TEXT EXCERPT
╭──

Mumps is particularly contagious two days before and four days after the first symptoms appear. However, the period of infection is often even longer.
Good to know: Anyone can become infected with mumps, even vaccinated people, although the course is generally milder. After a mumps infection, a person usually has lifelong protection against reinfection.
Symptoms of mumps
The first symptoms of mumps are usually nonspecific. These include, for example:
- loss of appetite
- headache and muscle aches
A day or two after the onset of symptoms, some patients’ parotid glands swell, on one or both sides. Swelling is evident in the jaw and cheek area. Sometimes there is earache and pain when chewing. The swelling usually goes away after a week, while the fever often goes away after a few days.
Sometimes the salivary glands and nearby lymph nodes are also swollen.
Many childhood diseases go with a rash. These include measles and rubella. Conversely, there is usually no rash with mumps.
Complications of mumps
Teens and adults who contract mumps have more complications than children. This includes, for example, meningitis, which often presents with a stiff neck, severe headache and vomiting. Encephalitis may rarely occur.

╰──

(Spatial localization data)
╭──

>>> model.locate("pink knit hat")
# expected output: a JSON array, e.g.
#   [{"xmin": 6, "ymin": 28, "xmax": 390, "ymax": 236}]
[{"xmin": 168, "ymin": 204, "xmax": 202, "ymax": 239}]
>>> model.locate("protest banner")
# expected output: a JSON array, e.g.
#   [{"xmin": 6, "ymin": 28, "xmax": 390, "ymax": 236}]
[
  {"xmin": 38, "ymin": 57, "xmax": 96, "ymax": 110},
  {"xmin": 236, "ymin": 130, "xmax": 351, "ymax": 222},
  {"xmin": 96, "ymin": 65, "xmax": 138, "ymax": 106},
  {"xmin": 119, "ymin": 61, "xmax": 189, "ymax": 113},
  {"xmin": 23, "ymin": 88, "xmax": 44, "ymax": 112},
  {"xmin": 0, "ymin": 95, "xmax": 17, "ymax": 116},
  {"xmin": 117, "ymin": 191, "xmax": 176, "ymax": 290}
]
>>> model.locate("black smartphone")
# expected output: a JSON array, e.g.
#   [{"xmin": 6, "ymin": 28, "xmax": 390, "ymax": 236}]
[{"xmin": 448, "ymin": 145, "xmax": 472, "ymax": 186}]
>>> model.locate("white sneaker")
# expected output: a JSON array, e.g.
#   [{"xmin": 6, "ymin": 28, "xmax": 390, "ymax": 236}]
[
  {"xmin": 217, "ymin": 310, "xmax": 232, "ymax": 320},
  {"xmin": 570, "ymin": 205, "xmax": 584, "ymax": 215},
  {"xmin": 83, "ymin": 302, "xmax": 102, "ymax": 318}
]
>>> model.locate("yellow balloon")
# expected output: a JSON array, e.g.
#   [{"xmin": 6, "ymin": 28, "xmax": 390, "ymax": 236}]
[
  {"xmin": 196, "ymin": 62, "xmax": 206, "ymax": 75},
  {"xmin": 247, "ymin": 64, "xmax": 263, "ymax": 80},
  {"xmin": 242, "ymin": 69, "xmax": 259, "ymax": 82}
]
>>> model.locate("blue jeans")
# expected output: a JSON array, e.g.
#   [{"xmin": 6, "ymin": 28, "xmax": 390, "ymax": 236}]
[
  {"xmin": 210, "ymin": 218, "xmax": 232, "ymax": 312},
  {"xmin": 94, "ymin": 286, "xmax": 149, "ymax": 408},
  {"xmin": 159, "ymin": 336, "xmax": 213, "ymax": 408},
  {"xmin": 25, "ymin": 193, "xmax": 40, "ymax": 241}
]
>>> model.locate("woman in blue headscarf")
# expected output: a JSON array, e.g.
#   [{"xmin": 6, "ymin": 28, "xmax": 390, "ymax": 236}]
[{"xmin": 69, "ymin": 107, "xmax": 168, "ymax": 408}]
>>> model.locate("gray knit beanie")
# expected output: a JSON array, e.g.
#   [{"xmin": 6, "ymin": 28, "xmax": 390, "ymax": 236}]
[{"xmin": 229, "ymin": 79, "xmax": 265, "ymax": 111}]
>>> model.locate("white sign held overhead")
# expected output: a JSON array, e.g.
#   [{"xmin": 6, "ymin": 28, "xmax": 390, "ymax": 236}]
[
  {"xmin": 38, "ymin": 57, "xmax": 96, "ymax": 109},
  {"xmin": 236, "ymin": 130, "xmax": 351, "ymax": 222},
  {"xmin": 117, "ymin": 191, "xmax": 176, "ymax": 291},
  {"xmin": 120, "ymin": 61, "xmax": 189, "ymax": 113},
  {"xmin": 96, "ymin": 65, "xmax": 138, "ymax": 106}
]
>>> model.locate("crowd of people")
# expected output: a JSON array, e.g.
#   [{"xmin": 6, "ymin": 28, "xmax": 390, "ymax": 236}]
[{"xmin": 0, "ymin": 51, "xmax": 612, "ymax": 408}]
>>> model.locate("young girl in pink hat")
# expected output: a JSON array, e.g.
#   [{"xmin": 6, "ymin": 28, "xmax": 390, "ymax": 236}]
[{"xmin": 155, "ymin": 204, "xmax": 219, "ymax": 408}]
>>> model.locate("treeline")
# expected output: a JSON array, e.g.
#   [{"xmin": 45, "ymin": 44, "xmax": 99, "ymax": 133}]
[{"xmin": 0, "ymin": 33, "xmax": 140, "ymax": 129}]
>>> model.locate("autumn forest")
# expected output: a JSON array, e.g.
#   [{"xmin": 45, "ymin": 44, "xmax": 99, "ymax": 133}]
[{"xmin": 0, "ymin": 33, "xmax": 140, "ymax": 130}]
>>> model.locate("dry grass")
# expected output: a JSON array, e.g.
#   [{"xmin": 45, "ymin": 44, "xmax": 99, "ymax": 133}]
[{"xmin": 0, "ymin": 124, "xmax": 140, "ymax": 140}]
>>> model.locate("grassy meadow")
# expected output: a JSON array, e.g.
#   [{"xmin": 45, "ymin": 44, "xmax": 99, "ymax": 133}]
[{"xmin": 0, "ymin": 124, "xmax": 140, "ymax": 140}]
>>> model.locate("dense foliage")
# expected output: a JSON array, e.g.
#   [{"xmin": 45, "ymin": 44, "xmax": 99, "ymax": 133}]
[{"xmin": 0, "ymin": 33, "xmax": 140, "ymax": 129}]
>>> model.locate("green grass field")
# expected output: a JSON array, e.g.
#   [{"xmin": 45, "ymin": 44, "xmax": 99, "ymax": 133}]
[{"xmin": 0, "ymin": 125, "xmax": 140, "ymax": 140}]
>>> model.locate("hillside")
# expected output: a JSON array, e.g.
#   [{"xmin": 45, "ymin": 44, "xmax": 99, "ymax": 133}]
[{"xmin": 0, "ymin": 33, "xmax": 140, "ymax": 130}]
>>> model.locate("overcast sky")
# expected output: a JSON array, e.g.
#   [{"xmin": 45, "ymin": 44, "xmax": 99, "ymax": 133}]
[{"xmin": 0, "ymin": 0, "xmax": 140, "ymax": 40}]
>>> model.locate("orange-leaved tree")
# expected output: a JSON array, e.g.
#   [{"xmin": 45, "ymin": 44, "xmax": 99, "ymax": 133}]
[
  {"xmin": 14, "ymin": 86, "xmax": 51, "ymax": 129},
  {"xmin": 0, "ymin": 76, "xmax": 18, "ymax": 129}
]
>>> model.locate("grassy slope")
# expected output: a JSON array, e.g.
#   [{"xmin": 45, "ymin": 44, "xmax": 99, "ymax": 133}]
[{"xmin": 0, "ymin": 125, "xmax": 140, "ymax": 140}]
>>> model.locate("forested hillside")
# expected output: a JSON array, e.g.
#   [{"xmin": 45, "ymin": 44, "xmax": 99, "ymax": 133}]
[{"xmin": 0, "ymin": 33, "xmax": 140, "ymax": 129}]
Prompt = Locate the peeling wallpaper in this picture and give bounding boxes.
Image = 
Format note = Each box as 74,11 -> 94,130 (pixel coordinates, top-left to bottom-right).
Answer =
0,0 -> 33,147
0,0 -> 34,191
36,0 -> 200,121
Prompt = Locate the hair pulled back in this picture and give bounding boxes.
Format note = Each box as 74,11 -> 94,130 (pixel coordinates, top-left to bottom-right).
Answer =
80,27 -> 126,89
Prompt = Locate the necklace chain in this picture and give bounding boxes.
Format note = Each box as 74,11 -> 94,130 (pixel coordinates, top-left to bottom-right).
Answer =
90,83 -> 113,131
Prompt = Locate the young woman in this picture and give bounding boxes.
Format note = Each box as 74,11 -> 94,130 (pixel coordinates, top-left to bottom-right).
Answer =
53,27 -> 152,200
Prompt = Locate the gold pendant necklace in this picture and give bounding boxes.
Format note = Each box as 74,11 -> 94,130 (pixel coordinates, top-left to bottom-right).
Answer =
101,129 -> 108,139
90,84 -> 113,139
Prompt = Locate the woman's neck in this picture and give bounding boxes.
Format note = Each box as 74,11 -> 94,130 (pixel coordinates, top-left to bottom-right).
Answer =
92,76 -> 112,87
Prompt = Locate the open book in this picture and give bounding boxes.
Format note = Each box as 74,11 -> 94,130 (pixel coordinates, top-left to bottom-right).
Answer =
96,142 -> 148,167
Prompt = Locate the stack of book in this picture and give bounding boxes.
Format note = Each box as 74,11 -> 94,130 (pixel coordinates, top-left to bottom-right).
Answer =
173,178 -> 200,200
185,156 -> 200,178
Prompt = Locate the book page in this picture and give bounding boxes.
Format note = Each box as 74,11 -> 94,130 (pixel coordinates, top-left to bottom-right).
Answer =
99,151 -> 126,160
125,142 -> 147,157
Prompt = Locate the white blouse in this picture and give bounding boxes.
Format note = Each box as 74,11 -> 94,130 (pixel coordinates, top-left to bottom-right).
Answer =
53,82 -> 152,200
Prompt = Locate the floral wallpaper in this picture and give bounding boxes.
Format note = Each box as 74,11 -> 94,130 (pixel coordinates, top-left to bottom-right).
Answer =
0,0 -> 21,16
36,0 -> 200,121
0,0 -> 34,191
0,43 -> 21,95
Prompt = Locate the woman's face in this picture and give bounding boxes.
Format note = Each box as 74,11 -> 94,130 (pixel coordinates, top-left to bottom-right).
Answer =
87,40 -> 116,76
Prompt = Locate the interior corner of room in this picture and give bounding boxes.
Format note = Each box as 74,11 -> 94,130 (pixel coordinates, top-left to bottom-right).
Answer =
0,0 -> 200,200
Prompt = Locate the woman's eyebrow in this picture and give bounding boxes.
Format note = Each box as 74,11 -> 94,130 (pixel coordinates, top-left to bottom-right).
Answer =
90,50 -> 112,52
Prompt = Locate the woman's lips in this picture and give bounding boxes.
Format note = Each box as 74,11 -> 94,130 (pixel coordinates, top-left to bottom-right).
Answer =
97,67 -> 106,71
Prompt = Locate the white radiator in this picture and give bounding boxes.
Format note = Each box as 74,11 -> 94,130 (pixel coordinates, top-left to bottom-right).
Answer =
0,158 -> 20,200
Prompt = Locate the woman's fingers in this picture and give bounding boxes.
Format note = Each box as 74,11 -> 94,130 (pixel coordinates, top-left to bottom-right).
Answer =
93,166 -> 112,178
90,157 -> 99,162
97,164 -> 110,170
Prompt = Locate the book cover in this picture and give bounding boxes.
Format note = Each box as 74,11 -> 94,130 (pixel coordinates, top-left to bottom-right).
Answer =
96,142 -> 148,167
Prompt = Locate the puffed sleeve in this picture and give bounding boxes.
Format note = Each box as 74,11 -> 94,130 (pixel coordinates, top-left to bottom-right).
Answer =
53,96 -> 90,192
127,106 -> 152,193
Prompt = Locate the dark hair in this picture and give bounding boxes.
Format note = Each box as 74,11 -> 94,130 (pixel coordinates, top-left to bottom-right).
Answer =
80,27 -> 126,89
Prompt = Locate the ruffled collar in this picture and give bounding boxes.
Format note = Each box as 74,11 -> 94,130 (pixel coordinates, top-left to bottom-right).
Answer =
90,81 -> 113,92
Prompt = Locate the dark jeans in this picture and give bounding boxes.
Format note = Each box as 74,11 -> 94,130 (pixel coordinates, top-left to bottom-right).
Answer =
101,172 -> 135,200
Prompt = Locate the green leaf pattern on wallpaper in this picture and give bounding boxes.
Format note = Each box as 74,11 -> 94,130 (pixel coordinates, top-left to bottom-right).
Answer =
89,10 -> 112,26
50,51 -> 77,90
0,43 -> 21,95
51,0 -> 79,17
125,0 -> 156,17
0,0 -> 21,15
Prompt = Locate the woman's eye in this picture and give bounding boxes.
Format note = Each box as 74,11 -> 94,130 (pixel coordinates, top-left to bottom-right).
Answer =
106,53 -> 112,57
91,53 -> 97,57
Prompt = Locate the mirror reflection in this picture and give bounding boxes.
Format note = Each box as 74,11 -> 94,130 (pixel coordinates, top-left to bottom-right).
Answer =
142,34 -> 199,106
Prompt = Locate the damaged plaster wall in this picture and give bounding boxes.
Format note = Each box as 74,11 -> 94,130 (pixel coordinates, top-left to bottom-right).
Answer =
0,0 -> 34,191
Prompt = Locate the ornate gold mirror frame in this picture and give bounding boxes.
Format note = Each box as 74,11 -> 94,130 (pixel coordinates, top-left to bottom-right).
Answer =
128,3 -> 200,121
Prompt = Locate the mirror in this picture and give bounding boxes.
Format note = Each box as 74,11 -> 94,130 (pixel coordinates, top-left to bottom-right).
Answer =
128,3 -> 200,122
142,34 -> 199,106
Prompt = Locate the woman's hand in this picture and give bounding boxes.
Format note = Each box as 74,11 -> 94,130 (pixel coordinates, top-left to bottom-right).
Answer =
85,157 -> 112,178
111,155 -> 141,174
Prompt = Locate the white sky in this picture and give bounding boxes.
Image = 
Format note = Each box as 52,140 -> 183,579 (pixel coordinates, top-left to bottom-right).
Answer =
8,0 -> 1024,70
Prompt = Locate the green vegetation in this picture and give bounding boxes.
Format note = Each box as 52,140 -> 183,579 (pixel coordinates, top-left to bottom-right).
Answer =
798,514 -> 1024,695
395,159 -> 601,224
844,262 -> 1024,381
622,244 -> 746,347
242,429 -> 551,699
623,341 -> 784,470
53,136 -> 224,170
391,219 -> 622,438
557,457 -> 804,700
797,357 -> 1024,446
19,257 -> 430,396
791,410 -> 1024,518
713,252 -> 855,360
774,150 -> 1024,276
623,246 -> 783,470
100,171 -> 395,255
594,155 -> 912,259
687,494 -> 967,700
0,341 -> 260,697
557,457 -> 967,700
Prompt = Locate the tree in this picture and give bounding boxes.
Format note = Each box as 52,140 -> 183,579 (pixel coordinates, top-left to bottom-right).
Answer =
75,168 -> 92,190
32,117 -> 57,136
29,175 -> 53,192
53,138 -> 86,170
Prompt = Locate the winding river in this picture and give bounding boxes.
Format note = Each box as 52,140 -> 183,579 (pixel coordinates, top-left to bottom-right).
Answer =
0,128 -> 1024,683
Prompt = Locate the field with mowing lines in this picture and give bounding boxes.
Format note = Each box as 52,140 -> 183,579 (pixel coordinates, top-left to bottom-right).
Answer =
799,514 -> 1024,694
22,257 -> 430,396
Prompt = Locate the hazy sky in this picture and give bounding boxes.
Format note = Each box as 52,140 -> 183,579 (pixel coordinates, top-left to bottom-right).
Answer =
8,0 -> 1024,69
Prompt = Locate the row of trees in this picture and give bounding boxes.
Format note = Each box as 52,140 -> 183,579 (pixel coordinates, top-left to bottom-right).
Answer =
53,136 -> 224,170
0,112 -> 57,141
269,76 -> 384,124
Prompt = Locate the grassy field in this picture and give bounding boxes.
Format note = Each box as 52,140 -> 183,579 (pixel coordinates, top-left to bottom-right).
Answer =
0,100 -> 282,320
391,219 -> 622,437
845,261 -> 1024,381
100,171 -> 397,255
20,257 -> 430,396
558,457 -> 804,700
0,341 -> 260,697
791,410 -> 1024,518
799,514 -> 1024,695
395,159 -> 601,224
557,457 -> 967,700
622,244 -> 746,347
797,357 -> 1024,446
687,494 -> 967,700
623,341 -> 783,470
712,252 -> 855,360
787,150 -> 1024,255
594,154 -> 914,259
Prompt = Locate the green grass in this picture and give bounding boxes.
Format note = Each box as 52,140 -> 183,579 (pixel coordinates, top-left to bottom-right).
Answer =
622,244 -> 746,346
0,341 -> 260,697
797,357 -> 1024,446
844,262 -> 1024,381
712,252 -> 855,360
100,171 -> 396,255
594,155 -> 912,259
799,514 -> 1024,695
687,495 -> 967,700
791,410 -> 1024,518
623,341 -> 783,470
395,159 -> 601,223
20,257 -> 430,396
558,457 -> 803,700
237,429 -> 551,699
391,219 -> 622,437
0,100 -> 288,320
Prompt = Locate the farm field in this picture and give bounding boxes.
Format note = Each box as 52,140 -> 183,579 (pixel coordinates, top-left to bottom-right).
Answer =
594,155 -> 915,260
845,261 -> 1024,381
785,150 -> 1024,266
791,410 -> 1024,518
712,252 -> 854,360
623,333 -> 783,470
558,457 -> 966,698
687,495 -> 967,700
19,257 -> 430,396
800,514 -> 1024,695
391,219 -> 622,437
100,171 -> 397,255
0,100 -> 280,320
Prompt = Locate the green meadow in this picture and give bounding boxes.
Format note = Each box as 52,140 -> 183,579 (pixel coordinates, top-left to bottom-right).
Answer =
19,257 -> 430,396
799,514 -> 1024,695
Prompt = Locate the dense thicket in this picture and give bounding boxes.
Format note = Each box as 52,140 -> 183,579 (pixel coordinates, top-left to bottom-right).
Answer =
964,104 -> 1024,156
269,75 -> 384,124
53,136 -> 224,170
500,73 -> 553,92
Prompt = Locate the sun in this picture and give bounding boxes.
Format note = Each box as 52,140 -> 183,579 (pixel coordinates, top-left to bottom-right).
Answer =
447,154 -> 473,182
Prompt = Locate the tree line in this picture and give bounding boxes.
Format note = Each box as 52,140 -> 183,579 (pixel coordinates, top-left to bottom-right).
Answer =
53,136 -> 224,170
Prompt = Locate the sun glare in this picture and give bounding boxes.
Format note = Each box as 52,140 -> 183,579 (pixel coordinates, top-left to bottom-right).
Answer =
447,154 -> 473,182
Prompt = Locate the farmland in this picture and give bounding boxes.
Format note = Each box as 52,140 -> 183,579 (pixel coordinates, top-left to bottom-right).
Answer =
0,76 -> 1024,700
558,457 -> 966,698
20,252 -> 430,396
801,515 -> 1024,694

╰──

ASSIGNED TASK A
From the mumps text, list the signs that meningitis often presents with.
ASSIGNED TASK B
Please write the next part of the mumps text, starting after its last sentence.
The entries have nothing to do with this work.

WRITTEN REPLY A
- stiff neck
- severe headache
- vomiting

WRITTEN REPLY B
Another possible complication is testicular inflammation: it occurs in one third of adolescent males with mumps. It can be recognized by painful swelling of one or both testicles, which in rare cases leads to infertility. In women, inflammation of the mammary glands or ovaries occurs.
In connection with a mumps infection, inflammation of the inner ear or inflammation of the auditory nerve can also occur. Long-term damage such as deafness rarely occurs later. Some infected people (usually young people) develop inflammation of the pancreas (pancreatitis) due to a mumps infection, which can lead to severe abdominal pain.